# EXERCISE MATERIAL

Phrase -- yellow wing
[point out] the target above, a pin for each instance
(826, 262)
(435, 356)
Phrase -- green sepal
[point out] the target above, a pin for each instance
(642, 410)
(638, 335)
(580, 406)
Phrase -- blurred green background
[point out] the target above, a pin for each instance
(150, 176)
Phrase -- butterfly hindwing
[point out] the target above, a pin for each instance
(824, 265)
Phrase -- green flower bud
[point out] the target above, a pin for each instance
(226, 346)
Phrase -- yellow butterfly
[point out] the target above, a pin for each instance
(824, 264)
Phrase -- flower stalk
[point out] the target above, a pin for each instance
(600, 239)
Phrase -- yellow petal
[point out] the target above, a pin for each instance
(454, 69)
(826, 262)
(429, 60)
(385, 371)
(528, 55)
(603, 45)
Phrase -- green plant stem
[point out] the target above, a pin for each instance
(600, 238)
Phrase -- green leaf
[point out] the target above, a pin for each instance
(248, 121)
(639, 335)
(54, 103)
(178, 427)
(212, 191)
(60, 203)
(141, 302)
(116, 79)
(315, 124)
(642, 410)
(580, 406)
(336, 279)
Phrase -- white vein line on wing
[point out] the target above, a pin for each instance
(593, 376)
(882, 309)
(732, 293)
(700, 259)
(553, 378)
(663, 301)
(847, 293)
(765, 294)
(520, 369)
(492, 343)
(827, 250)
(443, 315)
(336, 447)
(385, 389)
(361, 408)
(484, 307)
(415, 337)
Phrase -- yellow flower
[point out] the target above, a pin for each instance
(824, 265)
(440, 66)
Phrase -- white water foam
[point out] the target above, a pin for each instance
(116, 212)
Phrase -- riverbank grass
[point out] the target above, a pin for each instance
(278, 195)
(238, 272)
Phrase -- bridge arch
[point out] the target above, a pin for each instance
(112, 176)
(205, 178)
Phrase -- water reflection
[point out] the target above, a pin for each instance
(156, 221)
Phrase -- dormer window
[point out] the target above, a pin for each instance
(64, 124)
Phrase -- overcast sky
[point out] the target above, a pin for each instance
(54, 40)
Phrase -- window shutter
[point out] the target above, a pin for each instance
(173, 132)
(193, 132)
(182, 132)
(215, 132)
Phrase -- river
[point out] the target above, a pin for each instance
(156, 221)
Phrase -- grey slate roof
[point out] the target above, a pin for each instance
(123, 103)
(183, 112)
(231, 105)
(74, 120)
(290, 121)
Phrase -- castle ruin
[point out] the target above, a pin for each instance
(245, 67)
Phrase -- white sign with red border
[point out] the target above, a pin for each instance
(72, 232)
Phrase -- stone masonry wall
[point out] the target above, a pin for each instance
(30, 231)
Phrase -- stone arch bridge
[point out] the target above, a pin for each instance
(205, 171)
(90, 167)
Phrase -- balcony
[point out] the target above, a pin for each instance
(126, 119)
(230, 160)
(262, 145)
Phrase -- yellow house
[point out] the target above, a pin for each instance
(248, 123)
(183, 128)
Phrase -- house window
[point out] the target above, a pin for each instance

# EXERCISE BRIEF
Rewrite all the records above, changing each "pin" to "marker" and keeping everything else the same.

# RESULT OF THIS EXERCISE
Phrase -- yellow wing
[point out] the target above, a marker for each instance
(826, 262)
(435, 356)
Phrase -- green sepal
[point out] the target above, a marker for each instance
(642, 410)
(638, 335)
(580, 406)
Phrase -- blurred green background
[point out] the target above, a marker for each instance
(150, 176)
Phrase -- butterfly hindwing
[point out] the target above, a marker for each instance
(824, 265)
Phrase -- green flower bud
[point out] the target above, a marker for each instance
(226, 346)
Phrase -- yellow butterfly
[point out] the target above, a marker for each instance
(824, 264)
Phrase -- flower stalk
[point out] the target above, a marker for each instance
(600, 239)
Phrase -- yellow petal
[point out] the target above, a marker for each instance
(454, 69)
(826, 262)
(429, 60)
(385, 371)
(528, 55)
(603, 45)
Phrase -- green plant stem
[point out] the target above, a marker for each instance
(600, 238)
Phrase -- green leaf
[point out] the target above, a marker for each instance
(248, 121)
(639, 335)
(54, 103)
(178, 427)
(212, 191)
(60, 203)
(141, 302)
(116, 79)
(315, 124)
(642, 410)
(580, 406)
(336, 279)
Phrase -- white vein line on wing
[point out] the target above, a marker for each instance
(593, 376)
(882, 309)
(732, 293)
(700, 259)
(553, 378)
(663, 301)
(847, 293)
(765, 294)
(520, 369)
(492, 343)
(827, 250)
(443, 315)
(336, 447)
(385, 389)
(361, 408)
(484, 307)
(415, 337)
Phrase -- yellow flower
[point out] the target above, a marker for each instance
(824, 265)
(440, 66)
Phrase -- white water foam
[point out] the target above, a marker for each instance
(116, 212)
Phrase -- riverbank grass
[point out] the target above, a marker for each instance
(278, 195)
(238, 272)
Phrase -- bridge arch
[point out] the target above, a marker for each instance
(112, 176)
(205, 178)
Phrase -- water reflection
[point out] the target above, a marker for each instance
(156, 221)
Phrase -- dormer window
[point out] the target above, a marker for each instance
(64, 124)
Phrase -- overcast sky
[point out] the target above, a marker for each instance
(54, 40)
Phrase -- window shutter
[point out] the target above, a marker for each instance
(173, 132)
(193, 132)
(182, 132)
(215, 132)
Phrase -- river
[point out] the target above, a marker for each instance
(156, 221)
Phrase -- grey slate roof
[point out] the target above, a marker for each instance
(123, 103)
(183, 112)
(231, 105)
(74, 120)
(290, 121)
Phrase -- castle ruin
[point out] the target above, a marker for each instance
(245, 67)
Phrase -- white sign with red border
[point out] the target above, a marker for each instance
(72, 232)
Phrase -- stone masonry wall
[point out] the target above, a marker for each instance
(30, 231)
Phrase -- stone arch bridge
[point out] the target above, a marker for each instance
(205, 171)
(90, 167)
Phrase -- balcony
[point out] the target above, a marker for each instance
(126, 119)
(230, 160)
(262, 145)
Phrase -- yellow house
[point out] the target above, a marker for each instance
(248, 123)
(183, 128)
Phrase -- house window
[point out] the target above, a marker for each instance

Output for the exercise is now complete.